> PROBLEM TO SOLVE:
Answer these questions from the piece on the New Yorker profile of Obrist.
(a) What issue date of The New Yorker did the writer pick up in the waiting room?
(b) Who wrote the profile "The Art of Conversation: The Curator Who Talked His Way to the Top"?
(c) What is the name of the Instagram account the writer returned to?

> QUOTED PASSAGE:
####

Recently I was stuck in a medical waiting room trying to amuse myself and picked up the 12/8/2014 issue of The New Yorker. The New Yorker seemed a better choice than Parent Magazine, Modern Oncology, or whatever else medical staff had brought in to cheer us up as we waited.
But what a gift this issue proved to be. The profile, "The Art of Conversation: The Curator Who Talked His Way to the Top" by D.T. Max turned out to be one of those life-changing articles that only The New Yorker can offer. To my chagrin, I seem to be one of the last people n in the modern world to hear about Obrist. That will teach me to drop my subscription to the New Yorker!
I had a long wait at the medical center, a blessing in disguise, because it allowed me to soak in every word about this amazing person who has revolutionized and popularized the notion of curation, not to mention providing important new models for understanding the the interview. Both curation and the interview were of interest to me as a qualitative researcher. Obrist offered new and exciting models for thinking about both.
Naturally, I stole the issue from the waiting room and took it home with me. I was sure I needed it more than anyone else who might have been there. Then I spent most of the rest of the weekend reading about Obrist, listening to videos and interviews of him online, and ordering and reading his books from Amazon. In fact, reading that Obrist had become a devote of Instagram, using this tool to capture glimpses of his many conversational encounters with artists, I returned to the Instagram account I had ignored for months (Artful_Inquiry) and began to follow Obrist through Instagram, I felt like a voyeur examining his photos of crumpled post-its written at various locations on his travels.
Pieces that struck me as I read:
-fascinated by the way he has thought about geography, space, architecture, placemaking as components of art AND curation
-his notion of the conversational interview with artists--a project he has been working on since teenhood--offers a new model of the interview for qualitative researchers. (I intend to read more of these interviews...wondering if they would be good material to practice analysis on!)

####

> GIVEN RECORDS:
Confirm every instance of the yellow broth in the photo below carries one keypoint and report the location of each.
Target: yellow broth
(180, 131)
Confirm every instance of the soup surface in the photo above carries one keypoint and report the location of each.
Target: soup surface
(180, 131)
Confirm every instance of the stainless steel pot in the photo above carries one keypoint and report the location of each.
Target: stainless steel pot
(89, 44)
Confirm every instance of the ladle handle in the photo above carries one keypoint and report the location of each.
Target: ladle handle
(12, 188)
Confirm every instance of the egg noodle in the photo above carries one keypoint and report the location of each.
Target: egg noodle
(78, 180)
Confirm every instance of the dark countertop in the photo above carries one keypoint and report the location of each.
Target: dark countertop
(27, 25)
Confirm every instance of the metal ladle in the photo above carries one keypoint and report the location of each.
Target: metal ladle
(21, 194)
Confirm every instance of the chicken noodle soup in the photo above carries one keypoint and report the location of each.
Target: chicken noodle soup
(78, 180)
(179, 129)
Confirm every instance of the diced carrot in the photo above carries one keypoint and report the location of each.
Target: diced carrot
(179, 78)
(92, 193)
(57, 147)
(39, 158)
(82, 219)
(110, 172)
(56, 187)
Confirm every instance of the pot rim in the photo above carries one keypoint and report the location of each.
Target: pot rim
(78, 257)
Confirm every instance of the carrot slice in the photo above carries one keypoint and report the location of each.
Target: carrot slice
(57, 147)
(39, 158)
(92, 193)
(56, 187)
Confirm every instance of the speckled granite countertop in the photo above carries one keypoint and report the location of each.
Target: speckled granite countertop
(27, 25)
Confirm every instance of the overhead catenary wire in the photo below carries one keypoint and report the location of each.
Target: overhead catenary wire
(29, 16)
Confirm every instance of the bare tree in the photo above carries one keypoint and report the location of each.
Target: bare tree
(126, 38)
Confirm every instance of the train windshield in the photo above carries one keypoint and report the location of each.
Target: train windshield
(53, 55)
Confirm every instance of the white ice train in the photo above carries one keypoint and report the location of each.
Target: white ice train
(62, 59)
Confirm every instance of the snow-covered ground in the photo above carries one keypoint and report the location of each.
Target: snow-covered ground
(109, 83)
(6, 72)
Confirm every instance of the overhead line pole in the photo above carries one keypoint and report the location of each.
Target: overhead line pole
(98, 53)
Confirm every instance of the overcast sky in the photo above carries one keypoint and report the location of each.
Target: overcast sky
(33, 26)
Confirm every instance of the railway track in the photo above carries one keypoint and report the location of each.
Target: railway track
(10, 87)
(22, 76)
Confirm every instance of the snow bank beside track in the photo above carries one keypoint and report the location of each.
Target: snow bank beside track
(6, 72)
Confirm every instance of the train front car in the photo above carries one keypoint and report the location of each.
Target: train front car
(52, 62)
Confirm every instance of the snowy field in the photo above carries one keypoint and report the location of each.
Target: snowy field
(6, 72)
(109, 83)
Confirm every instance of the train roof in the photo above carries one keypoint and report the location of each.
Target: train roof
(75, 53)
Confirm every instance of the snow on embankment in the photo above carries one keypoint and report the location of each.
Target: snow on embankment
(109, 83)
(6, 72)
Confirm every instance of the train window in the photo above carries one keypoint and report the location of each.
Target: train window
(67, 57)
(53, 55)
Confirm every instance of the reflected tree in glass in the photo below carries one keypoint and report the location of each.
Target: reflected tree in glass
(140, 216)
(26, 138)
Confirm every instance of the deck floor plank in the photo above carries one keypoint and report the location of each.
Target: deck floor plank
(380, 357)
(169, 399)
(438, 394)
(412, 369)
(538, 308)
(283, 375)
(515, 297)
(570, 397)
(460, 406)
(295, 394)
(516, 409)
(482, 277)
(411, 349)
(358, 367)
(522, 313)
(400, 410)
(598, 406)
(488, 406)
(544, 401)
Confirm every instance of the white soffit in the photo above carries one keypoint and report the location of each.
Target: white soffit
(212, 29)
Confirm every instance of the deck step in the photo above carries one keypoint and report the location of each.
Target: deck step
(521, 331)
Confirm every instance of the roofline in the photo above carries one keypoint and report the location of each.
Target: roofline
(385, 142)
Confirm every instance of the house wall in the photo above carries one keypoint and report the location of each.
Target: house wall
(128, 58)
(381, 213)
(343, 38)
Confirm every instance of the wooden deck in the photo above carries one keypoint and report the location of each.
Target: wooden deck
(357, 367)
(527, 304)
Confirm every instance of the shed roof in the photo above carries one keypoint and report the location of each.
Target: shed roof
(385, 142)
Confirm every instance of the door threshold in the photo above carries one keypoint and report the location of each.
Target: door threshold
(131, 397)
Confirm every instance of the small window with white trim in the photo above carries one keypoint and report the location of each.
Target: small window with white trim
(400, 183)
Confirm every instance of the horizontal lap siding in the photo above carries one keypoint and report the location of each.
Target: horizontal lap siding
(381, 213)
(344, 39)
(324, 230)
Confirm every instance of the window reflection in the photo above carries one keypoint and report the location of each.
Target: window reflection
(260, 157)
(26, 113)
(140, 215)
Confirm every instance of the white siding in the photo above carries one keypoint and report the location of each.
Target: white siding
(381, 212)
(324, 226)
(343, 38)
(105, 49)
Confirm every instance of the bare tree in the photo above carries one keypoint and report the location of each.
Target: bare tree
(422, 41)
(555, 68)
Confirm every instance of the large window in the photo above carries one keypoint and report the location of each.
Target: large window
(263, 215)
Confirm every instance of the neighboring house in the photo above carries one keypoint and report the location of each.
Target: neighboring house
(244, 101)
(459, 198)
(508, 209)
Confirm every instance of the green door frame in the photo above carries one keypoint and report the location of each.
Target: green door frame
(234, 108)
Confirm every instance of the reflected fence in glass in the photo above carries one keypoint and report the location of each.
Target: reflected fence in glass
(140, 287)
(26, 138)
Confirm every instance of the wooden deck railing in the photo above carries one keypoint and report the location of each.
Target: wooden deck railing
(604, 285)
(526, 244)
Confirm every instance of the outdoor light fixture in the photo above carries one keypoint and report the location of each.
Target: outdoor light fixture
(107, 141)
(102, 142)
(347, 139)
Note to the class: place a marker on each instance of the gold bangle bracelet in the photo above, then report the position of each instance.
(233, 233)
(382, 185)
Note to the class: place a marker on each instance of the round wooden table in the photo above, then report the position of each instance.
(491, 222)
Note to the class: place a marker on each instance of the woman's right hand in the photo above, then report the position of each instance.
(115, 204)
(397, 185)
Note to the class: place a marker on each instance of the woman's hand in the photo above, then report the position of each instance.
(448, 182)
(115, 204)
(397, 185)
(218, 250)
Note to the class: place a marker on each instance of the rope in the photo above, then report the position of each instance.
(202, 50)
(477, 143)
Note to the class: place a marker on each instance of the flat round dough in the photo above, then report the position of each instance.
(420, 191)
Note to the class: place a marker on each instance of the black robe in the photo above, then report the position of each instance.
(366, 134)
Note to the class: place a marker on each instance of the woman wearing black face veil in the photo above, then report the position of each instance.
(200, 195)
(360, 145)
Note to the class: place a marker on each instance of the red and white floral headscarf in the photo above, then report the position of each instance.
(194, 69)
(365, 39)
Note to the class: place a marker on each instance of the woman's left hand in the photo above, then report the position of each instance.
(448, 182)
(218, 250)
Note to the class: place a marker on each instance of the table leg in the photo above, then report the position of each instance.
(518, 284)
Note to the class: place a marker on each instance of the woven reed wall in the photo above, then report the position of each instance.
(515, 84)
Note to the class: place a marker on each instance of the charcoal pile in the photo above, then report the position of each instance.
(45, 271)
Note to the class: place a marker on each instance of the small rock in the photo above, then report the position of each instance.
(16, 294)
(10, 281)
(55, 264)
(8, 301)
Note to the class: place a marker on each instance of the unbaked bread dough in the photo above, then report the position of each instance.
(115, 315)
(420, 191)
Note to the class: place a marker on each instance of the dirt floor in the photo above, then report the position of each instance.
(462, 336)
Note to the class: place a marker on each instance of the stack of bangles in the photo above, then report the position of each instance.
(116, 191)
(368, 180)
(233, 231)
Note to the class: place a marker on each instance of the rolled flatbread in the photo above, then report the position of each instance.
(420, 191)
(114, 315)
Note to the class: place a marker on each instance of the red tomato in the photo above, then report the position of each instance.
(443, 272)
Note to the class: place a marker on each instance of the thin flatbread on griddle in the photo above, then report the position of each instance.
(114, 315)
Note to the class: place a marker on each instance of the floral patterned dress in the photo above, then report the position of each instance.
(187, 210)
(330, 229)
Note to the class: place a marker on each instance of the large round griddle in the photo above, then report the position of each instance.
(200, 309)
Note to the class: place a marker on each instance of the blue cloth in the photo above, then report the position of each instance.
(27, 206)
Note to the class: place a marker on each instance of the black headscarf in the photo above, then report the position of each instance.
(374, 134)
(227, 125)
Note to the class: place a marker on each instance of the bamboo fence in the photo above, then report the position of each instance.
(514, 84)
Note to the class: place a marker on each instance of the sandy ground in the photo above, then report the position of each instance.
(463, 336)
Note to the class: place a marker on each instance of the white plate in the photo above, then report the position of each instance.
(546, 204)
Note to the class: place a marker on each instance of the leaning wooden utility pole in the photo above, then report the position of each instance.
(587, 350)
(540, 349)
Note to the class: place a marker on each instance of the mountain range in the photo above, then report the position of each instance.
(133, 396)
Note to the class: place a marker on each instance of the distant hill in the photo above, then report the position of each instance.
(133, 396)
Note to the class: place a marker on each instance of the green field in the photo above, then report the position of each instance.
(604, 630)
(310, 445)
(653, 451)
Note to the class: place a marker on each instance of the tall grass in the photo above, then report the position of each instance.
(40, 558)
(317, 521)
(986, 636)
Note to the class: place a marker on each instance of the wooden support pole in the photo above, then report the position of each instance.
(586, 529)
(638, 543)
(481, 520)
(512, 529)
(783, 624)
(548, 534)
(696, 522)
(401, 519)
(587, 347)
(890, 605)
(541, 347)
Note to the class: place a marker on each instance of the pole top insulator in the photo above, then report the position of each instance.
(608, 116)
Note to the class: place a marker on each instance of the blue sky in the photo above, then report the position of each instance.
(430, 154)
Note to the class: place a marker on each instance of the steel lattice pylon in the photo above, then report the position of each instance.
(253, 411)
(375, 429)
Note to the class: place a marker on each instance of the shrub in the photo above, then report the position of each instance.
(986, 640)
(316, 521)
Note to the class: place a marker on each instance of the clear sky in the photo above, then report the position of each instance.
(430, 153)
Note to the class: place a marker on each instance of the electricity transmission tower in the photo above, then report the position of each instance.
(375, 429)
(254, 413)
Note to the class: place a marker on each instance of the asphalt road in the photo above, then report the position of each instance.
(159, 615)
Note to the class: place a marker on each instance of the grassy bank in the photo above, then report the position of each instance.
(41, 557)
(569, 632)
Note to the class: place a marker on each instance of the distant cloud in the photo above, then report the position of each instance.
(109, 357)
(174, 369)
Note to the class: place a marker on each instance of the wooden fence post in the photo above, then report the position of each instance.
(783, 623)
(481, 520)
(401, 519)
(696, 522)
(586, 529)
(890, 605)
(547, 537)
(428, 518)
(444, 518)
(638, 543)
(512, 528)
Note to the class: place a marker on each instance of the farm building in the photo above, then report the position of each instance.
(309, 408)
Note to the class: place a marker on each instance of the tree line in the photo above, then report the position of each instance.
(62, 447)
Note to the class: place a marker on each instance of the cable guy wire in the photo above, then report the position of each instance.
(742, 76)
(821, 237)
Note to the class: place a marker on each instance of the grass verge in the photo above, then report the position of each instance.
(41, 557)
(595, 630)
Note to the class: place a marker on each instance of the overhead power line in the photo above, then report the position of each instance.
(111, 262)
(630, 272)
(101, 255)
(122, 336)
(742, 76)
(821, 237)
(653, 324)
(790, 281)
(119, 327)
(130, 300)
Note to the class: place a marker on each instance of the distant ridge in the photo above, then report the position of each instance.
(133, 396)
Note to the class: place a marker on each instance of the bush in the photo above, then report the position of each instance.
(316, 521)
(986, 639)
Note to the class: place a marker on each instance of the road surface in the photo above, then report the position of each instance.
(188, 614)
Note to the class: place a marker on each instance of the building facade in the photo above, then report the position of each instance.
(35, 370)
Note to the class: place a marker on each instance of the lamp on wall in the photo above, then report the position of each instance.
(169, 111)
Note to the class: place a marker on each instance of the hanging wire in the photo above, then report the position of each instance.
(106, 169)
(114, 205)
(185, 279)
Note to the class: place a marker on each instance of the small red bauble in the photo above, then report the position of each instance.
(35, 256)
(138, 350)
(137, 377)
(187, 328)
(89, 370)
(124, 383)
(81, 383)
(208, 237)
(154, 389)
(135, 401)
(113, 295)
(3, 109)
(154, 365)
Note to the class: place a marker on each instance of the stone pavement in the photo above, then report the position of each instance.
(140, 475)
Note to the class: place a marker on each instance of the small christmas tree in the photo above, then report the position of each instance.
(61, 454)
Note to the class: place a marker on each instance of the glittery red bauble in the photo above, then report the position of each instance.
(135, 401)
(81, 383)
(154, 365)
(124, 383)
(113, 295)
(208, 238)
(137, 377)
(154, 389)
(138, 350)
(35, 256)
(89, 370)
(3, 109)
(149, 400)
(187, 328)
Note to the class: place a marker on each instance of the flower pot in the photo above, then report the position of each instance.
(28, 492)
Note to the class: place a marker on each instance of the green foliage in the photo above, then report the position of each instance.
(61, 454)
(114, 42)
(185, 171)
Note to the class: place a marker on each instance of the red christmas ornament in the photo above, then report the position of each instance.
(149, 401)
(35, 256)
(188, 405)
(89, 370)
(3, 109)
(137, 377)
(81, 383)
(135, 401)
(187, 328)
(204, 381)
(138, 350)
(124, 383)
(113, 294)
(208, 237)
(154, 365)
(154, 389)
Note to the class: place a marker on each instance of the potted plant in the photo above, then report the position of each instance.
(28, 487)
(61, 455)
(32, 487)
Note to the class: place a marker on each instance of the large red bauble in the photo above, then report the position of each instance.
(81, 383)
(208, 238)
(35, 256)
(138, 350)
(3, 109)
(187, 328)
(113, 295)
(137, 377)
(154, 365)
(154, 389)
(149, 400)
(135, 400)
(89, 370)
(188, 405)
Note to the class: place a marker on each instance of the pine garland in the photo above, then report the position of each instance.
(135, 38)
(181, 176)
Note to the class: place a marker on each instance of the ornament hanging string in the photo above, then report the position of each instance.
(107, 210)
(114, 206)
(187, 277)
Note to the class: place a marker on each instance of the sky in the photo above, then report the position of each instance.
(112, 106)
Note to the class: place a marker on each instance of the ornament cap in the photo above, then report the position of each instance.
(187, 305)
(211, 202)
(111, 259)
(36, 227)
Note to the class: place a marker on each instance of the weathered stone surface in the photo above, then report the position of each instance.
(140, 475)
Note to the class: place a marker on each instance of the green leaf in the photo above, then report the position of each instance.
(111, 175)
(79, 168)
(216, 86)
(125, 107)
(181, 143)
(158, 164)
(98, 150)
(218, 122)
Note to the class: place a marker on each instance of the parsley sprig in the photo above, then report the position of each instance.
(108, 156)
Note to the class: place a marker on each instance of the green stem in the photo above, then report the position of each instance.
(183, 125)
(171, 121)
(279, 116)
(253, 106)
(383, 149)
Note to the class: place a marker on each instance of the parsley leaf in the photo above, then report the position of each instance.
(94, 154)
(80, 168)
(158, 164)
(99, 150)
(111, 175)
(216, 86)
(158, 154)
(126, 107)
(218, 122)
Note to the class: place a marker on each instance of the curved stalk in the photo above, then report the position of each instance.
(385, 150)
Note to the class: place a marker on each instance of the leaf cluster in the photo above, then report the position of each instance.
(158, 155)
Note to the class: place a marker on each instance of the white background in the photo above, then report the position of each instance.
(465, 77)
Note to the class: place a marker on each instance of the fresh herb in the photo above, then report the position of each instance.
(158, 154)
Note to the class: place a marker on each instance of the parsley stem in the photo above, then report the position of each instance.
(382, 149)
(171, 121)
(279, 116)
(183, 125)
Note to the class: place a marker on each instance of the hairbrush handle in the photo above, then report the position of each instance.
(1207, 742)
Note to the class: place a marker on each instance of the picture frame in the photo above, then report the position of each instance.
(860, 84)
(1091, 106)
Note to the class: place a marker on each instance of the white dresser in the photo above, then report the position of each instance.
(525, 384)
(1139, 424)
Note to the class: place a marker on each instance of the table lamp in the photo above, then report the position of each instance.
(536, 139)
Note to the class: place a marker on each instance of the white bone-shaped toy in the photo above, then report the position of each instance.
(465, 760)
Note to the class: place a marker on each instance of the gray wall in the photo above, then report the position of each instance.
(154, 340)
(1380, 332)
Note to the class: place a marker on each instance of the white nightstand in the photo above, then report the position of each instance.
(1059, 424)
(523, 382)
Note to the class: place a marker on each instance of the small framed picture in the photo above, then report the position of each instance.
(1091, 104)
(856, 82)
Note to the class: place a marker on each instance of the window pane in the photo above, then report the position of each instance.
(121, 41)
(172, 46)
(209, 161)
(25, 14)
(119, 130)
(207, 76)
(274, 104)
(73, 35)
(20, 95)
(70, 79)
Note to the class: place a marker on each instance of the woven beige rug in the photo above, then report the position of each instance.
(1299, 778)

####

> OUTPUT:
(a) 12/8/2014
(b) D.T. Max
(c) Artful_Inquiry